> _Your objective_
Return the entries below exactly as written.

> _Provided records_
--- START ---

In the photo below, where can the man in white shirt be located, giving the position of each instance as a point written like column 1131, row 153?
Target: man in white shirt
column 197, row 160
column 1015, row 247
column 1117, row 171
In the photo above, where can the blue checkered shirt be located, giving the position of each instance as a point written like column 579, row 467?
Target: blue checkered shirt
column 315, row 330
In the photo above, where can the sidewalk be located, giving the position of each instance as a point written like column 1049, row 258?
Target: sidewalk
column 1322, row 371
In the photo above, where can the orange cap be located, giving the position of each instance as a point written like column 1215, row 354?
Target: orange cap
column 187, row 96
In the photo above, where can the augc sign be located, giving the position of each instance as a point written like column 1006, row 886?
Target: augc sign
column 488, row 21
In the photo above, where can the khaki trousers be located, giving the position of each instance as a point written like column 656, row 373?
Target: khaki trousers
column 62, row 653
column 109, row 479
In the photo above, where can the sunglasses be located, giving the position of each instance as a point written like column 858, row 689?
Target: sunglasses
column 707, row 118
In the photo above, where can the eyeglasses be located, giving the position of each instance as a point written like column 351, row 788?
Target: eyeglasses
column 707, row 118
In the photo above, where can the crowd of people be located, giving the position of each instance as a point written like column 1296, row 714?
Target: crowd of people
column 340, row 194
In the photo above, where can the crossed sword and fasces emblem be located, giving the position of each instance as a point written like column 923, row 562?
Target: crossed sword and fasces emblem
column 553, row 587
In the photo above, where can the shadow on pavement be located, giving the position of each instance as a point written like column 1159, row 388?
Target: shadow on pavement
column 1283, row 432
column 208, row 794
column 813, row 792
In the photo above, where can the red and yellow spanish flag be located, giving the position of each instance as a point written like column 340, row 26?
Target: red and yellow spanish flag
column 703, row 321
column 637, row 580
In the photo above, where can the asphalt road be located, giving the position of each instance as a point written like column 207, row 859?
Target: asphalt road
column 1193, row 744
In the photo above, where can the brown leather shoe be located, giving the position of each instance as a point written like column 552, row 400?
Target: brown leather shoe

--- END ---

> _Finished exercise_
In the photo below, where can the man in white shirt be located, giving the position of each instance as a point written like column 1131, row 153?
Target: man in white shirt
column 197, row 160
column 1015, row 247
column 1117, row 171
In the photo above, where can the blue checkered shirt be located, giving the position of each instance as a point written like column 579, row 467?
Target: blue checkered shirt
column 315, row 330
In the photo above, where can the sidewalk be located, giving the position of each instance as a point written like column 1049, row 258?
Target: sidewalk
column 1322, row 371
In the photo above, where can the orange cap be located, giving the position of each instance as a point written like column 1215, row 354?
Target: orange cap
column 187, row 96
In the photo above, where can the augc sign be located, giving the position of each instance as a point written like column 1006, row 886?
Target: augc sign
column 488, row 21
In the photo above, where can the khaki trousers be located, giving the position of each instance as a point written like column 656, row 373?
Target: khaki trousers
column 62, row 653
column 109, row 479
In the photo above, where can the sunglasses be located, giving the position of each instance as a point written like column 858, row 689?
Target: sunglasses
column 707, row 118
In the photo above, where can the eyeglasses be located, giving the position of each instance as a point written like column 351, row 788?
Target: eyeglasses
column 707, row 118
In the photo above, where can the crowd of people be located, giving the position of each instance as a point written like column 1296, row 714?
Target: crowd of people
column 340, row 194
In the photo above, where can the crossed sword and fasces emblem be located, giving the position of each instance as a point written like column 923, row 562?
Target: crossed sword and fasces emblem
column 553, row 587
In the photo above, where can the shadow on pavement be located, giving the position of each instance as a point written like column 1159, row 388?
Target: shadow on pavement
column 1283, row 432
column 208, row 794
column 813, row 792
In the photo above, where can the red and yellow spanish flag be located, giving the position of each instance as a point written like column 340, row 26?
Target: red and yellow spanish flag
column 703, row 321
column 637, row 580
In the photo above, where can the asphalt road be located, giving the position of each instance as a point written like column 207, row 859?
Target: asphalt road
column 1193, row 744
In the photo above, where can the brown leather shoe be located, giving the position of each instance as a point written like column 552, row 400?
Target: brown leather shoe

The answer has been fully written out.